*GIVEN EXERCISE A*. Reproduce word for word the part of the passage on Viking films that begins at the words "During the same" and stops after the words "a mono-ethnic setting.".

##### DOCUMENT PASSAGE #####

But both Saunders and the Council of Conservative Citizens get this all horribly wrong. The casting of Elba has nothing to do with the cultural authenticity of 8th century Scandinavian seafarers, but instead hails from a mid-20th century American cinematic tradition. A few years before the sit-ins and freedom rides or the passage of the Voting Rights Act, the Viking movies produced with American stars and financing had started the march toward integration with the casting of Trinidad-born Calypso singer Edric Connor as Sandpiper in the 1958 Kirk Douglas epic "The Vikings." However, Connor's role in "The Vikings" is closer to a slave narrative than a berserker's saga as he and Tony Curtis escape their Norse bondage by stealing a ship and sailing it for England. This one sequence of "The Vikings" has an alarming parallel to "The Defiant Ones," Curtis' other major film of 1958 where he and Sydney Poitier are chained together as they make their getaway from a brutal Southern chain gang.
During the same year that Lyndon Johnson signed the Civil Rights Act into law, Sydney Poitier's Moorish king in "The Long Ships" (1964) was an antagonistic equal to Richard Widmark's Viking treasure hunter. Poitier and Widmark had already faced off from opposite sides of the color line in the tense racial drama "No Way Out" (1950), which was also Poitier's first film. "The Long Ships" would see the two replaying this conflict only with more sword play and Viking panty raids on Portier's harem. Although the conflict between Moor and Viking is unlikely to upset even the most bigoted "Thor" boycotter, "The Long Ships" shows a reticence on the part of producers to place Vikings in a mono-ethnic setting.
More thorough integration of movie Vikings would have to wait all the way until 1978 with the release of "The Norseman," a bargain basement effort filmed in Florida swampland with Lee Majors wearing a Roman breastplate for some reason and Italian guys in obvious wigs as totally evil Native Americans. As dwindling factory production in America had become integrated during the last throes of organized labor dominance, "The Norseman" gives us NFL hall of famer Deacon Jones in a horned helmet fighting alongside guys with names like Thorvald, Ragnar and Olif. Near the film's conclusion, Jones risks Indian arrows to carry the corpse of a fallen Viking back to the ship because the dead man "deserves a Norse burial." Unfortunately, Jones' character is named Thrall although it's doubtful that a Heimdall of any color would bar his entrance into Valhalla when the time comes.
And now that the U.S. has its first African-American president, we also have black Heimdall standing guard over the Rainbow Bridge, deciding which warriors are worthy of entering a multi-ethnic Asgard like an armor-plated St. Peter. While the 1,483 boycotters clicking on the thumb icon on the "Boycott Thor" Facebook page will hardly matter to the success of Marvel/Paramount's "Thor," Elba still felt the need to answer his critics as recently as last week. In an April 8 interview with Female First, Elba admits to questioning race when Branagh first offered him the role, but later came around. "It was so refreshing -- and a testament to him as an actor and director that his casting was genuinely color blind," Elba said before adding, "I feel very proud of being part of that movie."

#####

*GIVEN EXERCISE B*. List every line of the records that contains the string "paved", and treat uppercase and lowercase letters as different.

##### EXERCISE MATERIAL #####

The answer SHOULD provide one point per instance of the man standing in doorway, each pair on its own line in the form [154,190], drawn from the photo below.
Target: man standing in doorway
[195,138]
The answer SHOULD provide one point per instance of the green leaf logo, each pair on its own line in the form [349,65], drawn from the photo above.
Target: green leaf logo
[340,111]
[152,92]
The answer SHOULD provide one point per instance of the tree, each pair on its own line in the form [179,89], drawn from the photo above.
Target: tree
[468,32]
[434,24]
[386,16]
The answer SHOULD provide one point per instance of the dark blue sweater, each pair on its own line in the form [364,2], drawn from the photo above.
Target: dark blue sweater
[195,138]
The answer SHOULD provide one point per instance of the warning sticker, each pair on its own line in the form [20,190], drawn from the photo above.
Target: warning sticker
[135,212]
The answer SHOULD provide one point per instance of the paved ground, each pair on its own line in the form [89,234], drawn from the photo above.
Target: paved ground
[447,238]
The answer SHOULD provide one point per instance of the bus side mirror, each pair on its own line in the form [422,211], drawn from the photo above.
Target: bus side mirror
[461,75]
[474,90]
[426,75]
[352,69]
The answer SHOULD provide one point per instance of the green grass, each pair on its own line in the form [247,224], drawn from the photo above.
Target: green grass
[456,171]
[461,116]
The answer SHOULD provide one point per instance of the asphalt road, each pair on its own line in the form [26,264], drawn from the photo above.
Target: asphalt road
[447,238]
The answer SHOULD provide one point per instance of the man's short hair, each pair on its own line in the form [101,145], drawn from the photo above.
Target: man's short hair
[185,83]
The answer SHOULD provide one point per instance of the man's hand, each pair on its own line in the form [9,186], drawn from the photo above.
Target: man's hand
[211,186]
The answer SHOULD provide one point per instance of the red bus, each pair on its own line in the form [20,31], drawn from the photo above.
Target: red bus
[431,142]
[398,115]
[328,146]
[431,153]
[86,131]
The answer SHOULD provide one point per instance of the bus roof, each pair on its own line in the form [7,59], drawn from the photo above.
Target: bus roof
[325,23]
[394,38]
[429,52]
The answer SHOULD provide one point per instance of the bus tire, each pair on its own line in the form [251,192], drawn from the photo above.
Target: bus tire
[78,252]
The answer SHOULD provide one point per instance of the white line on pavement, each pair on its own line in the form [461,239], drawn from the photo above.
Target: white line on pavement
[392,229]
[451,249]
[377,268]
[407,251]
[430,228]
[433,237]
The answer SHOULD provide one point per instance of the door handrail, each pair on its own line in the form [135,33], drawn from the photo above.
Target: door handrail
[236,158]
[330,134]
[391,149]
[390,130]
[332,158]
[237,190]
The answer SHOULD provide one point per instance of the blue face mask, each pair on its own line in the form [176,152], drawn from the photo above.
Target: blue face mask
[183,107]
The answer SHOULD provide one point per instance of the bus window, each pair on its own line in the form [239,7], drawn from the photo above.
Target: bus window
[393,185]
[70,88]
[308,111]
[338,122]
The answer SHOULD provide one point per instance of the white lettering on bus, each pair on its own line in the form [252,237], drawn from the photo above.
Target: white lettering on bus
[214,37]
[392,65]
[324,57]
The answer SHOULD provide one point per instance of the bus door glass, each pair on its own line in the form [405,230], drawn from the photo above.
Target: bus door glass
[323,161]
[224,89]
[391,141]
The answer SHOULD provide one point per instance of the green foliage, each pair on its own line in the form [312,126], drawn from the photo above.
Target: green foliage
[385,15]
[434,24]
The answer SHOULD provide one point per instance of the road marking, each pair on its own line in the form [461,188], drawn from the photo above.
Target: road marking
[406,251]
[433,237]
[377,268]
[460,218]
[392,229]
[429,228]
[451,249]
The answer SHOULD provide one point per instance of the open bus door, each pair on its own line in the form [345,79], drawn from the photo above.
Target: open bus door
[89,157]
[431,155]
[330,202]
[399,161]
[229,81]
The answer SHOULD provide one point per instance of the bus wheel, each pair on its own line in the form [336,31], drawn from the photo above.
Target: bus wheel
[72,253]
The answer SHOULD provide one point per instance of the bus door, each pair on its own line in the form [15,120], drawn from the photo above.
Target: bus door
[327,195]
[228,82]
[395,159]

#####
##### EXERCISE MATERIAL #####

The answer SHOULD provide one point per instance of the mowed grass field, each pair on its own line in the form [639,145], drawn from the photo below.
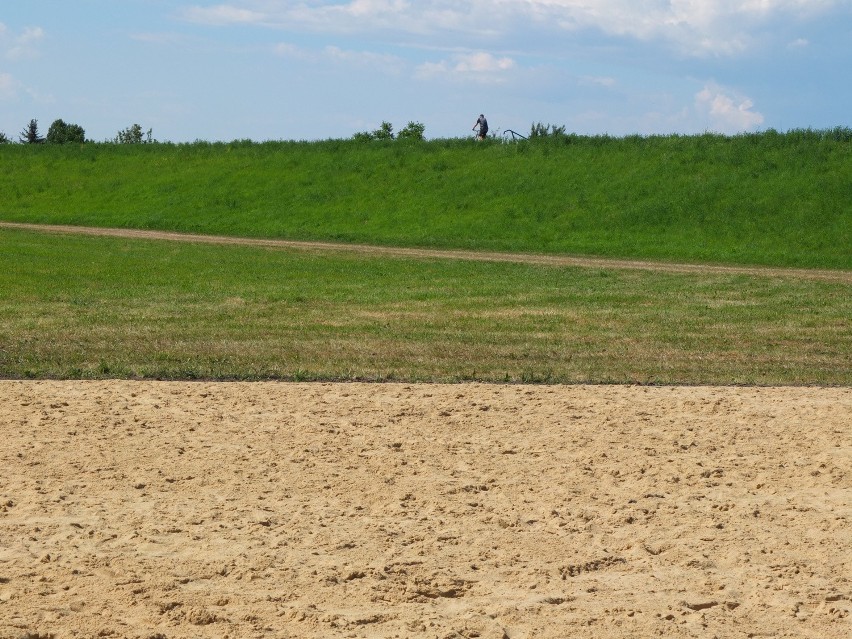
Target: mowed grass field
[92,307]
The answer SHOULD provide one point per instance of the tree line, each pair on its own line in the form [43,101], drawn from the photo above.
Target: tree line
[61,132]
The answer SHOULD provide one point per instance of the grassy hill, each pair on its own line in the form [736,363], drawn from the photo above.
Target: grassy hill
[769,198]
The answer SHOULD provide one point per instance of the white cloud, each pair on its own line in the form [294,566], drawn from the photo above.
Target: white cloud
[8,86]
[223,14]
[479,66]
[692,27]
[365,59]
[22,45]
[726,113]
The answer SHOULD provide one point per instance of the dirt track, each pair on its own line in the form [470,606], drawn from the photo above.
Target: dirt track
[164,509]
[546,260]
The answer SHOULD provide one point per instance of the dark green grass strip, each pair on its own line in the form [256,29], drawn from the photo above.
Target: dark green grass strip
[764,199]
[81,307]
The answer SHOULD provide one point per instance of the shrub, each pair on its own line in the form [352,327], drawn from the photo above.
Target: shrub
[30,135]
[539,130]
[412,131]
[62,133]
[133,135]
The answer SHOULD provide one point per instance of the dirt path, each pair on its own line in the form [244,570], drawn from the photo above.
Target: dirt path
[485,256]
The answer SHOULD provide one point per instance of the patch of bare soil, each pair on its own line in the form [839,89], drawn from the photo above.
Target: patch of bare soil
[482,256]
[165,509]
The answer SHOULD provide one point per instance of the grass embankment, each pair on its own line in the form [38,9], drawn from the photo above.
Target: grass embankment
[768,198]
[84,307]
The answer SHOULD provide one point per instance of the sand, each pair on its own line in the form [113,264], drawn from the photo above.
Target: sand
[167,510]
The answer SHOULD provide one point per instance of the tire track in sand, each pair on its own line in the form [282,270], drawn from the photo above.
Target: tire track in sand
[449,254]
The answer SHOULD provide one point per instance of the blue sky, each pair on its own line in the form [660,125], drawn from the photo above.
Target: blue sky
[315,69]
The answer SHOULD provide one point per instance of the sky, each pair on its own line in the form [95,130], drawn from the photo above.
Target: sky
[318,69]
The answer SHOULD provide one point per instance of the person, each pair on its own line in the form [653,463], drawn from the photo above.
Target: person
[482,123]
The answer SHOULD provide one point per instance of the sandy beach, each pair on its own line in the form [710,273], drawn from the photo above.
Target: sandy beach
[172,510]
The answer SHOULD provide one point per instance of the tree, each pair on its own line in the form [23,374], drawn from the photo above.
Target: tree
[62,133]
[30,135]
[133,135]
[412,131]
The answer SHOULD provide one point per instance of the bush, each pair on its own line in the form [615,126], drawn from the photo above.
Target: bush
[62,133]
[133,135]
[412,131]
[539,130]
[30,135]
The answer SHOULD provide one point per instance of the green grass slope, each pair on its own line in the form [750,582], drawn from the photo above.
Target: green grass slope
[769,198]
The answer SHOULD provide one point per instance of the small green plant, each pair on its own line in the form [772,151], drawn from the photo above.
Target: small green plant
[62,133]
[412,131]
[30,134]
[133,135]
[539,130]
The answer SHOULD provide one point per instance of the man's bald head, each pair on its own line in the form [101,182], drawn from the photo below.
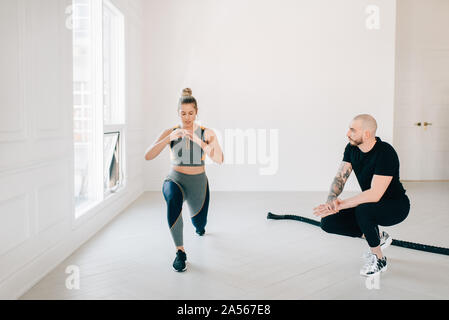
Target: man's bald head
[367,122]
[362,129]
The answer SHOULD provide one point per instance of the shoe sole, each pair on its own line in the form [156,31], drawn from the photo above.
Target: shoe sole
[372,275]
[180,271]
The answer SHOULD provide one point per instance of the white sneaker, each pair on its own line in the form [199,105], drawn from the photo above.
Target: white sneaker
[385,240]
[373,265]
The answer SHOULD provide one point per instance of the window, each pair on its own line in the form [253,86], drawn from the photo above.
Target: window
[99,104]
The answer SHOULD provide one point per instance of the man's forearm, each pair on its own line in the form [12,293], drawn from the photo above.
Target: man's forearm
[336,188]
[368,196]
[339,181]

#####

*TASK OUTPUT A*.
During the same year that Lyndon Johnson signed the Civil Rights Act into law, Sydney Poitier's Moorish king in "The Long Ships" (1964) was an antagonistic equal to Richard Widmark's Viking treasure hunter. Poitier and Widmark had already faced off from opposite sides of the color line in the tense racial drama "No Way Out" (1950), which was also Poitier's first film. "The Long Ships" would see the two replaying this conflict only with more sword play and Viking panty raids on Portier's harem. Although the conflict between Moor and Viking is unlikely to upset even the most bigoted "Thor" boycotter, "The Long Ships" shows a reticence on the part of producers to place Vikings in a mono-ethnic setting.

*TASK OUTPUT B*.
The answer SHOULD provide one point per instance of the paved ground, each pair on its own line in the form [89,234], drawn from the photo above.
Target: paved ground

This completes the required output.